[Data items]
================

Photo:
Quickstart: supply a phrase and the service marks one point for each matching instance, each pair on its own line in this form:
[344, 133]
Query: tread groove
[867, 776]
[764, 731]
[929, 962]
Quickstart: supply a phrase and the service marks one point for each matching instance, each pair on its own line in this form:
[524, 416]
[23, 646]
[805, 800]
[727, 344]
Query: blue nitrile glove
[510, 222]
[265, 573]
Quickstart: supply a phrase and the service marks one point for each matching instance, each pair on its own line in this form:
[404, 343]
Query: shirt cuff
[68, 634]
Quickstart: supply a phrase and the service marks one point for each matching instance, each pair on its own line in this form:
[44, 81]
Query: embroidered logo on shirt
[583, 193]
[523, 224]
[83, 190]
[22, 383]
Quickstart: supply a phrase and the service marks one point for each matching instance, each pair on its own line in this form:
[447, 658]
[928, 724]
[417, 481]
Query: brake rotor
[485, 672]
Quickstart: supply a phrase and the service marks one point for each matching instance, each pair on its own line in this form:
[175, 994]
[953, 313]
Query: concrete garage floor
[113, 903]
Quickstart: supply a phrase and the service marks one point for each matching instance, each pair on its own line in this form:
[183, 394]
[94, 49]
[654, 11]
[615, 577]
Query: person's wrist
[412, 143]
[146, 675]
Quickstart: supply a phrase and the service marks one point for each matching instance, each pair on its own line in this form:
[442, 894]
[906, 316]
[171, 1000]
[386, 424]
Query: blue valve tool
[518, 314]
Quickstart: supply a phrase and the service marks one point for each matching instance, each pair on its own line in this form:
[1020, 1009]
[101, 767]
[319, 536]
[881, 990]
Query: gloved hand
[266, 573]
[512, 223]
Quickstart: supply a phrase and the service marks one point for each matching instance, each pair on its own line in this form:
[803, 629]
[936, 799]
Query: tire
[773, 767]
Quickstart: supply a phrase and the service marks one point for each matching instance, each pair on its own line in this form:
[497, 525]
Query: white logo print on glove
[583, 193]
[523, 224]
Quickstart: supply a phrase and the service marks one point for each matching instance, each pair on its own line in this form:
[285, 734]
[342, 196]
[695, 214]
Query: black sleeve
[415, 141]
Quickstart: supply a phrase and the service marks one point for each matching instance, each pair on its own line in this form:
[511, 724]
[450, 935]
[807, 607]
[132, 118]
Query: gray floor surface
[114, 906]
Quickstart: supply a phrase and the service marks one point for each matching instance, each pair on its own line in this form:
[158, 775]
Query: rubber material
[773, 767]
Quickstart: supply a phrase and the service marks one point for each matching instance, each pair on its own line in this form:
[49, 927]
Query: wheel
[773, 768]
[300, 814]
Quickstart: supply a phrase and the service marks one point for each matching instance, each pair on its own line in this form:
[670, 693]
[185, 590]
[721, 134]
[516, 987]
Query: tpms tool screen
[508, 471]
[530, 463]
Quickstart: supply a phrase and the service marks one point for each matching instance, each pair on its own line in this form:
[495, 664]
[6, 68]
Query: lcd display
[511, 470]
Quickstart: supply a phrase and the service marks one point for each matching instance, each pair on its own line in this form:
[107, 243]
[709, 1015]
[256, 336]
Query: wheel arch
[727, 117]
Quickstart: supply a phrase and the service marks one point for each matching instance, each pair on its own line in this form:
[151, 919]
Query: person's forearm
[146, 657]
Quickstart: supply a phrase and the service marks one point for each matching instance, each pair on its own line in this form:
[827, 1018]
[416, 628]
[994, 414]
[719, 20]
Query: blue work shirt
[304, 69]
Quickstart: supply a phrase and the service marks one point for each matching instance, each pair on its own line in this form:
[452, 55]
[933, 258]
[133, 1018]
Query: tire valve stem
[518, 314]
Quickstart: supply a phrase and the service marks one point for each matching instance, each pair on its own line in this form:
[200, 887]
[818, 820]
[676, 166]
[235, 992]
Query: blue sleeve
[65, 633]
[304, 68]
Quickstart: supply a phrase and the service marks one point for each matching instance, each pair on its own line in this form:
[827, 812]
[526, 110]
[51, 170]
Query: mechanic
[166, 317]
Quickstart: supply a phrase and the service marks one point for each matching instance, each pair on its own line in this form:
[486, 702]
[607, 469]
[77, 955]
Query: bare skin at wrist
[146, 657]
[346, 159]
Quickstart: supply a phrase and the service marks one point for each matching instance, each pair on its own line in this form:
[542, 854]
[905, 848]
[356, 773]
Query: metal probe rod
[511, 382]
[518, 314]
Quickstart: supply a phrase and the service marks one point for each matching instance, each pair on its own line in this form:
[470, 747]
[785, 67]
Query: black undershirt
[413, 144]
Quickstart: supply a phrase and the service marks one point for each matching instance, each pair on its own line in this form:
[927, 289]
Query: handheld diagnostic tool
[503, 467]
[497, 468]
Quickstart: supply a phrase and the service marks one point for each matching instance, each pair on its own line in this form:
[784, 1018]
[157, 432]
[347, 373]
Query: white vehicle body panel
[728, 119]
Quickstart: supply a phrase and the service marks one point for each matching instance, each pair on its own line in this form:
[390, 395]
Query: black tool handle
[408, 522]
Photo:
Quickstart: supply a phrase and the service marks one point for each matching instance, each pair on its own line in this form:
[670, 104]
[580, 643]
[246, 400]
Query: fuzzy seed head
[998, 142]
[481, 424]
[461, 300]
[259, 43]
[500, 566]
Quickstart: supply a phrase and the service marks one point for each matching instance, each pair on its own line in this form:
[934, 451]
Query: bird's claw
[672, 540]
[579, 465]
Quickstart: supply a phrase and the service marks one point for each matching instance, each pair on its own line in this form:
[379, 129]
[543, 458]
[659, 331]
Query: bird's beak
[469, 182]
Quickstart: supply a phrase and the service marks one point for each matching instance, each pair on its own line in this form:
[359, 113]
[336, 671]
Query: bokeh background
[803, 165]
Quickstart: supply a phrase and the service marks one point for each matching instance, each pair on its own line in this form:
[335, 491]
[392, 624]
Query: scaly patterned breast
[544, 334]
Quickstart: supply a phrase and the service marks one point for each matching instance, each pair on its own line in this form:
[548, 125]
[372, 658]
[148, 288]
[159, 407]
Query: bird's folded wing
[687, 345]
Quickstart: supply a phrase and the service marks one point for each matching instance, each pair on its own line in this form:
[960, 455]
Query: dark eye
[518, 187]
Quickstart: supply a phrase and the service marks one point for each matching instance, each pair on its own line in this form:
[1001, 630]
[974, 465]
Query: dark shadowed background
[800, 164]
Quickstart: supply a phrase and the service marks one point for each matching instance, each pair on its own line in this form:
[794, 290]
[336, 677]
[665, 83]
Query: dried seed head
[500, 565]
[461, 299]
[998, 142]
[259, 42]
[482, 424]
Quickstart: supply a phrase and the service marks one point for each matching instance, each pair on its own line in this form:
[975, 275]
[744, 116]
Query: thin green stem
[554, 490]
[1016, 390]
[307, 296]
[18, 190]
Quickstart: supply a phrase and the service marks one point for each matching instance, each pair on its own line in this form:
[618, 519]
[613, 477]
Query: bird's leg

================

**Instruction**
Set down the material above again, word for word.

**Result below**
Photo:
Quickstart: supply a phrase and the service marks one point for each matching instance, each pair on its own line in this form:
[344, 133]
Query: tread groove
[867, 776]
[764, 731]
[929, 962]
Quickstart: supply a phrase and the service marks one point for each matching instance, each pair on its own line in this form:
[524, 416]
[23, 646]
[805, 800]
[727, 344]
Query: blue nitrile glove
[510, 222]
[265, 573]
Quickstart: supply a phrase and the service marks one point for each matching instance, each pair on its own line in this form:
[404, 343]
Query: shirt cuff
[68, 634]
Quickstart: supply a phrase and the service marks one point for each matching instance, each pair on its own line in this form:
[44, 81]
Query: embroidered logo on shirt
[583, 193]
[523, 224]
[83, 190]
[22, 383]
Quickstart: supply a phrase and the service marks one point for each matching instance, each pair on its own line in this form:
[447, 658]
[928, 724]
[417, 481]
Query: brake rotor
[485, 672]
Quickstart: supply a phrase and the service marks one point for each matching instance, each pair on its own line in this form:
[175, 994]
[953, 313]
Query: concrete garage floor
[113, 903]
Quickstart: supply a phrase and the service marks one point for each matching instance, each pair on its own line in this form:
[183, 394]
[94, 49]
[654, 11]
[615, 577]
Query: person's wrist
[412, 143]
[146, 675]
Quickstart: supply a phrase and the service marks one point for each matching instance, each pair on its own line in this form:
[442, 894]
[906, 316]
[171, 1000]
[386, 424]
Query: blue valve tool
[518, 314]
Quickstart: supply a phrase and the service marks one point for each matching instance, each pair on its own line in this form:
[1020, 1009]
[101, 767]
[319, 536]
[881, 990]
Query: gloved hand
[266, 573]
[512, 223]
Quickstart: supply a phrase and the service marks one point for each matching instance, each pair on its own line in this form:
[803, 629]
[936, 799]
Query: tire
[773, 767]
Quickstart: supply a phrase and the service marks one point for each matching instance, each pair on its own line in this form:
[497, 525]
Query: white logo print on glove
[583, 193]
[523, 224]
Quickstart: supply a phrase and the service marks one point for each matching instance, each pair on its own line in this form:
[285, 734]
[342, 196]
[695, 214]
Query: black sleeve
[415, 141]
Quickstart: supply a phrase and the service marks one point for each matching instance, each pair on its own line in this form:
[511, 724]
[450, 935]
[807, 607]
[132, 118]
Query: gray floor surface
[114, 906]
Quickstart: supply a phrase and the service marks one point for each matching instance, each pair on its own line in this form:
[158, 775]
Query: rubber material
[773, 767]
Quickstart: supply a phrase and the service marks one point for each matching instance, each pair on its own line in this form:
[49, 927]
Query: wheel
[773, 768]
[300, 814]
Quickstart: supply a phrase and the service marks one point for each matching instance, each pair on its own line in this form:
[670, 693]
[185, 590]
[721, 134]
[516, 987]
Query: tpms tool screen
[508, 471]
[530, 463]
Quickstart: supply a phrase and the service marks one point for each matching instance, each pair on its own line in this form:
[495, 664]
[6, 68]
Query: lcd display
[511, 470]
Quickstart: supply a phrase and the service marks one point for each matching instance, each pair on its own line in this form:
[107, 243]
[709, 1015]
[256, 336]
Query: wheel arch
[727, 117]
Quickstart: supply a phrase and the service marks one point for each matching instance, each pair on its own line in this form:
[151, 919]
Query: person's forearm
[146, 657]
Quickstart: supply a phrase and the service marks one point for each matching instance, each pair on its own line in this form:
[827, 1018]
[416, 628]
[994, 414]
[719, 20]
Query: blue work shirt
[304, 69]
Quickstart: supply a phrase and the service marks one point for each matching instance, each pair on its own line in this form:
[452, 55]
[933, 258]
[133, 1018]
Query: tire valve stem
[518, 314]
Quickstart: supply a phrase and the service marks one point for each matching instance, each pair on its own line in this form:
[200, 887]
[818, 820]
[676, 166]
[235, 992]
Query: blue sleeve
[65, 633]
[304, 68]
Quickstart: supply a phrase and the service marks one point for each matching instance, each pair on its own line in this form:
[827, 812]
[526, 110]
[51, 170]
Query: mechanic
[166, 317]
Quickstart: supply a phrase and the service marks one point for each matching instance, each pair on its own line in this form:
[486, 702]
[607, 469]
[77, 955]
Query: bare skin at wrist
[146, 657]
[346, 159]
Quickstart: supply a phrase and the service marks one point for each matching instance, each pair on its own line in this form:
[542, 854]
[905, 848]
[356, 773]
Query: metal probe rod
[511, 382]
[518, 314]
Quickstart: supply a phrase and the service marks one point for each matching instance, each pair on its own line in this form:
[470, 747]
[785, 67]
Query: black undershirt
[413, 144]
Quickstart: supply a phrase and the service marks one point for each matching instance, each pair on its own line in this form:
[927, 289]
Query: handheld diagnostic tool
[503, 467]
[497, 468]
Quickstart: supply a phrase and the service marks one point for each matching instance, each pair on its own line in this form:
[784, 1018]
[157, 432]
[347, 373]
Query: white vehicle body panel
[728, 119]
Quickstart: supply a phrase and the service marks one point for each matching instance, each pair on its own line in this form:
[390, 395]
Query: black tool handle
[408, 522]
Photo:
Quickstart: supply a phrase and the service marks one point for each matching instance, each pair on its own line in this form:
[670, 104]
[580, 643]
[246, 400]
Query: fuzzy seed head
[998, 142]
[481, 424]
[461, 300]
[259, 43]
[500, 566]
Quickstart: supply a phrase and the service marks one point for each matching instance, each pair on its own line in this form:
[934, 451]
Query: bird's claw
[672, 540]
[579, 465]
Quickstart: supply a phrase and the service marks one point for each matching instance, each pair on its own line in this form:
[379, 129]
[543, 458]
[659, 331]
Query: bird's beak
[469, 182]
Quickstart: supply a phrase and the service marks one point for each matching instance, each pair on its own line in this form:
[359, 113]
[336, 671]
Query: bokeh background
[803, 165]
Quickstart: supply a phrase and the service marks one point for each matching instance, each pair on its own line in this form:
[335, 491]
[392, 624]
Query: scaly patterned breast
[544, 334]
Quickstart: supply a phrase and the service marks one point for each matching instance, each pair on its own line in this form:
[548, 125]
[372, 658]
[148, 288]
[159, 407]
Query: bird's folded wing
[687, 345]
Quickstart: supply a phrase and the service marks one point for each matching instance, each pair on its own line in this form:
[960, 455]
Query: dark eye
[518, 187]
Quickstart: supply a phrase and the service marks one point for each matching instance, each pair on its own line in this form:
[1001, 630]
[974, 465]
Query: dark shadowed background
[800, 164]
Quickstart: supply a phrase and the service marks one point for each matching instance, each pair on its own line in this form:
[794, 290]
[336, 677]
[665, 83]
Query: dried seed head
[500, 565]
[461, 299]
[998, 142]
[259, 42]
[482, 424]
Quickstart: supply a phrase and the service marks one point for each matching instance, each pair on its own line in this form:
[975, 275]
[744, 116]
Query: thin green stem
[554, 490]
[1016, 390]
[307, 296]
[18, 190]
Quickstart: supply a phrase and the service marks one point for each matching instance, each pair on its own line in this form:
[618, 519]
[613, 477]
Query: bird's leg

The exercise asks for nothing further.